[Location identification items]
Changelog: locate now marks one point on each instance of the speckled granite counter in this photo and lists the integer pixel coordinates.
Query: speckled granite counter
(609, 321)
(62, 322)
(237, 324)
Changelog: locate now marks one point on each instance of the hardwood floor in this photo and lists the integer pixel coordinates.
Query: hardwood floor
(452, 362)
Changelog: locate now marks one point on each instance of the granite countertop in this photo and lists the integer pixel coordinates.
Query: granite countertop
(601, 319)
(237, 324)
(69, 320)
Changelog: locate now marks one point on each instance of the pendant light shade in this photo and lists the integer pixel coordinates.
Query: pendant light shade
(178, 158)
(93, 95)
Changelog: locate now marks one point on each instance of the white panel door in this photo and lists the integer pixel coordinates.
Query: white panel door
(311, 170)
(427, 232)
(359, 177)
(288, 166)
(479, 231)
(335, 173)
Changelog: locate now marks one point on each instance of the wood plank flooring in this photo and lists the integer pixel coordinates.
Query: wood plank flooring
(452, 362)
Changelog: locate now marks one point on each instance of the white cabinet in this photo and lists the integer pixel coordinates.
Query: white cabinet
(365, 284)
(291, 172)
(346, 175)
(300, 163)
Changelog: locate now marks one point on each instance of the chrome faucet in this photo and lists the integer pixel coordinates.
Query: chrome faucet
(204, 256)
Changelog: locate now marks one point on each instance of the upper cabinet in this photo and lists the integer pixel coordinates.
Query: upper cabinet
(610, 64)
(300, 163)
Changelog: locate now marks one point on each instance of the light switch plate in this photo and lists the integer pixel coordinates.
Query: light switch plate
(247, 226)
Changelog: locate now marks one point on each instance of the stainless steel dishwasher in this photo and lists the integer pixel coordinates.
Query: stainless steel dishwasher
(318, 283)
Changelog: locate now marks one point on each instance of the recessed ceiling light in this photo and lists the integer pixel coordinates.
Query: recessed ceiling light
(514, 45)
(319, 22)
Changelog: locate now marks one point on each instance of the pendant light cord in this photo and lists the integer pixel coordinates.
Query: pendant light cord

§ **INSTRUCTION**:
Find the line with "light shade in" in the listing above, then write out that line and each remaining line exactly, with no other text.

§ **TASK RESPONSE**:
Changelog: locate now marks one point on each instance of the pendant light shade in this photo and lists the integer pixel coordinates.
Query: pendant light shade
(178, 158)
(93, 95)
Changelog: locate now marks one point on each instance of the white panel door in this photo and lists the integer pixel coordinates.
Query: white panel door
(311, 170)
(427, 232)
(359, 177)
(288, 166)
(479, 231)
(335, 173)
Changelog: locate now marks one point on each instance of the wood plank flooring in this photo and lists the integer pixel coordinates.
Query: wood plank flooring
(452, 362)
Changelog: locate now marks one point on each instance of the white cabinet in this photo and lists the integer pixel coordinates.
Query: white cabinet
(365, 284)
(291, 172)
(346, 175)
(300, 163)
Changelog: locate now marks one point on each instance of the chrome faucet in this photo and lists the integer pixel coordinates.
Query: chrome faucet
(204, 256)
Changelog: locate now marks one point on each instance of the upper cabinet in this photo and lists the integer pixel coordinates.
Query: upper cabinet
(610, 64)
(300, 163)
Changelog: locate now marks one point on each instance of the light switch plate in this photo and lists the integer pixel coordinates.
Query: light switch plate
(247, 226)
Changelog: locate now marks one point on each instance of the stainless steel dishwasher in this photo and lists the integer pixel coordinates.
Query: stainless steel dishwasher
(318, 283)
Changelog: locate now marks one point on each instance of the recessed ceiling light in this photo and lists the integer pixel coordinates.
Query: recessed ceiling light
(514, 45)
(319, 22)
Changelog: locate now marks one point on each instance of the pendant light cord in this photo and lists the integer pixel coordinates.
Query: pendant light cord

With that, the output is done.